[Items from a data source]

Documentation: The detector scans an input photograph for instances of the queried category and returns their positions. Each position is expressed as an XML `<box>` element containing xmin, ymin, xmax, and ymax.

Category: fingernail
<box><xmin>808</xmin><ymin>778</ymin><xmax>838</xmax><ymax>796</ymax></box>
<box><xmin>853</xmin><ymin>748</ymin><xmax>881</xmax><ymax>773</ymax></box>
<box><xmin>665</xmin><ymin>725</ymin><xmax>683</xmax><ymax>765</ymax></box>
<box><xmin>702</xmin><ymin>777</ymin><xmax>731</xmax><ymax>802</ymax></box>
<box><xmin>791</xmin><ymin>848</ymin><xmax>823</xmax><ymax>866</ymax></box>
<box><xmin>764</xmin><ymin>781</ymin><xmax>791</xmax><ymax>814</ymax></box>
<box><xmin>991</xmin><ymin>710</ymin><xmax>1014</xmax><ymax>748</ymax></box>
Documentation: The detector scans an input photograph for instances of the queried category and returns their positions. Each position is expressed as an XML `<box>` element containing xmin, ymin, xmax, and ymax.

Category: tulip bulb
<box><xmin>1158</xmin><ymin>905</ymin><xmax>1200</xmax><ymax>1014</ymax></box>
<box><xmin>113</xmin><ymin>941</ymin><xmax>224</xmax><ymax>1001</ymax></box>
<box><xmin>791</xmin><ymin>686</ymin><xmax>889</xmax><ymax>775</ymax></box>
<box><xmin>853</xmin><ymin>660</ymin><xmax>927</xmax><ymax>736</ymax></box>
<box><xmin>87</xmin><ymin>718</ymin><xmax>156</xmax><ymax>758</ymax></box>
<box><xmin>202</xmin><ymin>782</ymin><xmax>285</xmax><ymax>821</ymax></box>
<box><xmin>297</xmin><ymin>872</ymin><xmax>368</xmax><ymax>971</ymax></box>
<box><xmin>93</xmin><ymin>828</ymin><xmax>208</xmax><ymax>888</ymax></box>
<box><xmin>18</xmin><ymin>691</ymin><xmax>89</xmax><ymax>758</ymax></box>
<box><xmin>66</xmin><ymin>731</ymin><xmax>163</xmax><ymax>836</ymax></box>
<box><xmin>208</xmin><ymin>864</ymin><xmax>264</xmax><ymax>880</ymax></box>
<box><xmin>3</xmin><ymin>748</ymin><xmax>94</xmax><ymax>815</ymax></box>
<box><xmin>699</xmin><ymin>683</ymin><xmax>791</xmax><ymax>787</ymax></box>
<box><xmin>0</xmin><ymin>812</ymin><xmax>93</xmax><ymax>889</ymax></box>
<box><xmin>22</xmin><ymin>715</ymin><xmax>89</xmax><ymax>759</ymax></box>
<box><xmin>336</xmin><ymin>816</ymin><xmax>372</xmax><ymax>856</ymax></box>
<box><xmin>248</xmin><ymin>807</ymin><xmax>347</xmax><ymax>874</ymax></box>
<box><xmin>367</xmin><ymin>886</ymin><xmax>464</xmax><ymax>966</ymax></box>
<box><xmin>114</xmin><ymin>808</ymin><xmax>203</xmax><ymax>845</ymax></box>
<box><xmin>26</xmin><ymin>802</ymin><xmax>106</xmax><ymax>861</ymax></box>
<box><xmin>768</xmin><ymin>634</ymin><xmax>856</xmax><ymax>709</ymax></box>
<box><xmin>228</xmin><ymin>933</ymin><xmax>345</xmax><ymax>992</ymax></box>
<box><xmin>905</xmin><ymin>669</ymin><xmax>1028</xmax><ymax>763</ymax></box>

...

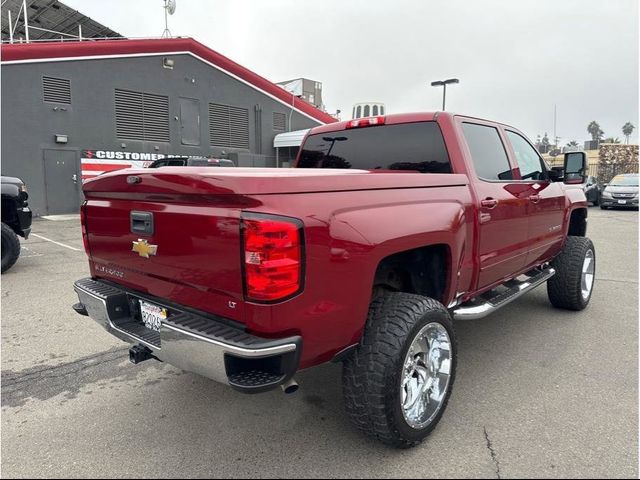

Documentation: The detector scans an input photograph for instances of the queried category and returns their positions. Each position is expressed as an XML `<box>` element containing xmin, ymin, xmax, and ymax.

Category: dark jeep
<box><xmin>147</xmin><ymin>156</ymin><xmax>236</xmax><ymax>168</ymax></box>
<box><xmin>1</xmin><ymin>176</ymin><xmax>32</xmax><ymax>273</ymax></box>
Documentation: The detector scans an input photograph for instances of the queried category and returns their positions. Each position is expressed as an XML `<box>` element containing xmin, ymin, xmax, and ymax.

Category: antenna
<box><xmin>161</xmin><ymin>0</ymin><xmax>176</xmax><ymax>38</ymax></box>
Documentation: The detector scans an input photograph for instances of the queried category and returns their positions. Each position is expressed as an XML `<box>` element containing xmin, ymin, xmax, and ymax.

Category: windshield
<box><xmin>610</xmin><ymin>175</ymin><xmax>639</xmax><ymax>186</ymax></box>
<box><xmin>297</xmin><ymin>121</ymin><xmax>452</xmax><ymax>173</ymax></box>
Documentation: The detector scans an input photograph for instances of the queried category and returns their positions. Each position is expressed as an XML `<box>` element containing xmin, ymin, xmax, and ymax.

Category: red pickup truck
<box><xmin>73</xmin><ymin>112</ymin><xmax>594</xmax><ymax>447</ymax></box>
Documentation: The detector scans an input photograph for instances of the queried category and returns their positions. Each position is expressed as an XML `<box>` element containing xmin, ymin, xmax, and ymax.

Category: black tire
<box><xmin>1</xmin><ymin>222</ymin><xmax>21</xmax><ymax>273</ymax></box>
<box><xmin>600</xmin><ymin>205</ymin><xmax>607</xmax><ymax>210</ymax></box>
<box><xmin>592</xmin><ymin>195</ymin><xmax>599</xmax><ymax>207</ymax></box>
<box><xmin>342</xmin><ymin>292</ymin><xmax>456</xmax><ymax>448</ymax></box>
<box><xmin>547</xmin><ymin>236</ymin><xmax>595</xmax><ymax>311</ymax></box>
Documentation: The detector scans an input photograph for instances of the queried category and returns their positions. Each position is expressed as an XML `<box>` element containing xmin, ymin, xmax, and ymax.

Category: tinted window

---

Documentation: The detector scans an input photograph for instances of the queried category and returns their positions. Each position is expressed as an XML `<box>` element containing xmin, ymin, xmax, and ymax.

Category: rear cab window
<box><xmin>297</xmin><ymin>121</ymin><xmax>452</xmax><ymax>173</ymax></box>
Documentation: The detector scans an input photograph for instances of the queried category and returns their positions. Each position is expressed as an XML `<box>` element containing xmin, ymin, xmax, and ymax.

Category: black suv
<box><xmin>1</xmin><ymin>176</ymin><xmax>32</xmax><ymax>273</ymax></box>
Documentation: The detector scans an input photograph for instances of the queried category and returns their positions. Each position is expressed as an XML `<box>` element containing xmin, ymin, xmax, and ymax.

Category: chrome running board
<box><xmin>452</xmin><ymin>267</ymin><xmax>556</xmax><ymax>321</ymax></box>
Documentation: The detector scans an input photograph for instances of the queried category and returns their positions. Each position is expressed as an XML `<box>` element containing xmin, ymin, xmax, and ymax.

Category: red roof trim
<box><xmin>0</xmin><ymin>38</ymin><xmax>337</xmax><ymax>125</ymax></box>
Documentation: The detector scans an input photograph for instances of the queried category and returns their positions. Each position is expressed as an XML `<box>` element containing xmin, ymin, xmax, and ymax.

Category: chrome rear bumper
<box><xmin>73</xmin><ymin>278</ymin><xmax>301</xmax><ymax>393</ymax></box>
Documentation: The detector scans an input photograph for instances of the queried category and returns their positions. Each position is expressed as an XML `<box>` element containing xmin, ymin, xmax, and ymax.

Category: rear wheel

● About this task
Begin at the line above that has "Category: windshield" and stop after the line that has "Category: tinted window", copying each line exactly and adding nothing else.

● Written solution
Category: windshield
<box><xmin>610</xmin><ymin>175</ymin><xmax>639</xmax><ymax>186</ymax></box>
<box><xmin>297</xmin><ymin>121</ymin><xmax>452</xmax><ymax>173</ymax></box>
Documentation: The detector scans an input photograph for instances of the queried category and returns their positions. Each position is expressed as an XML `<box>` element containing xmin, ymin, xmax, and ymax.

Category: red pickup truck
<box><xmin>73</xmin><ymin>112</ymin><xmax>594</xmax><ymax>447</ymax></box>
Documentation: The detector scans an input photograph for instances of the queried category and returns their positions. Each position is expressed as an XML `<box>` element containing xmin, ymin, xmax, and ymax.

Category: black tire
<box><xmin>1</xmin><ymin>222</ymin><xmax>21</xmax><ymax>273</ymax></box>
<box><xmin>600</xmin><ymin>205</ymin><xmax>607</xmax><ymax>210</ymax></box>
<box><xmin>592</xmin><ymin>195</ymin><xmax>599</xmax><ymax>207</ymax></box>
<box><xmin>342</xmin><ymin>292</ymin><xmax>456</xmax><ymax>448</ymax></box>
<box><xmin>547</xmin><ymin>236</ymin><xmax>595</xmax><ymax>311</ymax></box>
Documentation: The detector scans an input photograph for instances of the queried category and returns their positions. Each position is expressed as an XML `<box>` element containing xmin, ymin, xmax, and ymax.

Category: tinted window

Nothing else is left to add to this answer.